STORED ROWS ::
□ □ □ □ □ □ □

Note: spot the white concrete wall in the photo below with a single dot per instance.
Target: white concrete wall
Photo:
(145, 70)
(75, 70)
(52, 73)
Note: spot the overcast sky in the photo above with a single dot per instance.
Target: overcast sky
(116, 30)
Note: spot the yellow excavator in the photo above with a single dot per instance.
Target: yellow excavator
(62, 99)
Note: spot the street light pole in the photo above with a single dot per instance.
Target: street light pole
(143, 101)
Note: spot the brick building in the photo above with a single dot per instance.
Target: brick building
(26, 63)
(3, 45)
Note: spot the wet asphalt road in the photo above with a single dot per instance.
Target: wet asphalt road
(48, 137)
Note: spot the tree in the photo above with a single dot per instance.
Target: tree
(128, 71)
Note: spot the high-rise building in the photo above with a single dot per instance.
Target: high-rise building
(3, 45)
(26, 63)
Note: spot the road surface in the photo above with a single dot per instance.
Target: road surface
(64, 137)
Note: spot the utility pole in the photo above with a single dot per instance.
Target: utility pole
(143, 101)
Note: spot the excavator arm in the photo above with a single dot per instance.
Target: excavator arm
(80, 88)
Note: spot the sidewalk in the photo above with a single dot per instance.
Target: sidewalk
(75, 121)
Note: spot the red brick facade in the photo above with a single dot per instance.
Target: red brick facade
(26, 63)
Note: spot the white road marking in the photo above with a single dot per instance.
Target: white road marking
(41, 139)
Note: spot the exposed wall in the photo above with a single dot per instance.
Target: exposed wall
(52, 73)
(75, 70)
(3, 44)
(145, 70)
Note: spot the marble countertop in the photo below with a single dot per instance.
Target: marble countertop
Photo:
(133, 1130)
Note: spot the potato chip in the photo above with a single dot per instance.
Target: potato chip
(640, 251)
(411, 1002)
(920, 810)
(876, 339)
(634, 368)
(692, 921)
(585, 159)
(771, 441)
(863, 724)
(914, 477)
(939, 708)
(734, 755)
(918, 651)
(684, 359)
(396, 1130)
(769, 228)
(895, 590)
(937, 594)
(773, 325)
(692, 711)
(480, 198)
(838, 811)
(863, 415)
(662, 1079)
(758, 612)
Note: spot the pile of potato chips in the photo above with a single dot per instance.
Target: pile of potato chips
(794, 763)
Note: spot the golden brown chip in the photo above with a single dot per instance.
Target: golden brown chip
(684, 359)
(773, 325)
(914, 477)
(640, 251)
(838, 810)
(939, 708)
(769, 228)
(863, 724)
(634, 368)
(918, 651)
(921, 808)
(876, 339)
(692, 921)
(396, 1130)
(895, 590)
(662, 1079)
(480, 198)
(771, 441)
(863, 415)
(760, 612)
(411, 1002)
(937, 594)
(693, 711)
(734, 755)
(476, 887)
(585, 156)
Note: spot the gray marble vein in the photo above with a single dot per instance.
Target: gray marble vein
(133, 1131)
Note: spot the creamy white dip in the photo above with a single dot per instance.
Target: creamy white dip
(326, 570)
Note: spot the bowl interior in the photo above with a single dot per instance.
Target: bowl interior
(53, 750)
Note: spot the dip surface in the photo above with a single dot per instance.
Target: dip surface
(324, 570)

□ □ □ □ □ □ □

EXERCISE AIM :: Can you reproduce the entire listing above line for line, changing nothing?

OUTPUT ::
Note: spot the white concrete wall in the photo below with a single dot per instance.
Target: white concrete wall
Photo:
(145, 70)
(75, 70)
(52, 73)
Note: spot the overcast sky in the photo above with a single dot per instance.
Target: overcast sky
(116, 30)
Note: spot the yellow excavator in the photo above with a single dot per instance.
Target: yellow excavator
(62, 99)
Note: spot the street light pole in the photo above with a single dot per instance.
Target: street light pole
(143, 101)
Note: spot the brick building in the photo above with a single dot per instance.
Target: brick building
(26, 63)
(3, 45)
Note: spot the wet asphalt road in the photo above with a single dot per instance.
Target: wet asphalt road
(48, 137)
Note: spot the tree in the photo above with a single dot per instance.
Target: tree
(128, 71)
Note: spot the high-rise building in the photo above with a single dot per instance.
Target: high-rise building
(3, 45)
(26, 63)
Note: spot the road surface in the photo above with a single dot per instance.
Target: road surface
(64, 137)
Note: spot the utility pole in the photo above with a single dot per instance.
Target: utility pole
(143, 101)
Note: spot the excavator arm in the photo above with a single dot per instance.
Target: excavator arm
(80, 88)
Note: spot the sidewalk in the photo above with a single dot per instance.
Target: sidewalk
(75, 121)
Note: spot the red brick facade in the photo above with a single dot per instance.
Target: red brick facade
(26, 63)
Note: spot the white road marking in the photo above with a single dot per instance.
Target: white road marking
(41, 139)
Note: spot the exposed wall in the photo above with a single dot per instance.
Target: exposed wall
(52, 73)
(75, 70)
(3, 44)
(145, 70)
Note: spot the marble countertop in the photo below with a single dot per instance.
Target: marble countertop
Photo:
(133, 1130)
Note: spot the potato chip in the photo above with a single dot per instance.
Target: potato chip
(640, 251)
(411, 1002)
(920, 810)
(876, 339)
(634, 368)
(692, 921)
(585, 159)
(771, 441)
(863, 724)
(914, 477)
(939, 708)
(734, 755)
(918, 651)
(684, 359)
(396, 1130)
(769, 228)
(895, 590)
(937, 594)
(773, 325)
(692, 711)
(480, 198)
(838, 811)
(863, 415)
(662, 1079)
(758, 612)
Note: spot the pile of potato chips in the photo above with a single dot per instance.
Target: pile of potato chips
(794, 763)
Note: spot the golden brown chip in the photo above with a single dot per instance.
Target: golden brown chip
(684, 359)
(773, 325)
(914, 477)
(640, 251)
(838, 810)
(939, 708)
(769, 228)
(863, 724)
(634, 368)
(918, 651)
(921, 808)
(876, 339)
(692, 921)
(396, 1130)
(895, 590)
(662, 1079)
(480, 198)
(771, 441)
(863, 415)
(760, 612)
(411, 1002)
(937, 594)
(693, 711)
(734, 755)
(476, 887)
(585, 156)
Note: spot the gray marble vein in the photo above with a single dot per instance.
Target: gray marble vein
(133, 1131)
Note: spot the creamy white dip in the photo above with a single dot per instance.
Target: creamy white dip
(326, 570)
Note: spot the bowl interior in the photo above with a single dot per instance.
Target: bowl interior
(53, 750)
Note: spot the dip surface in the photo above with a single dot per instance.
Target: dip surface
(324, 570)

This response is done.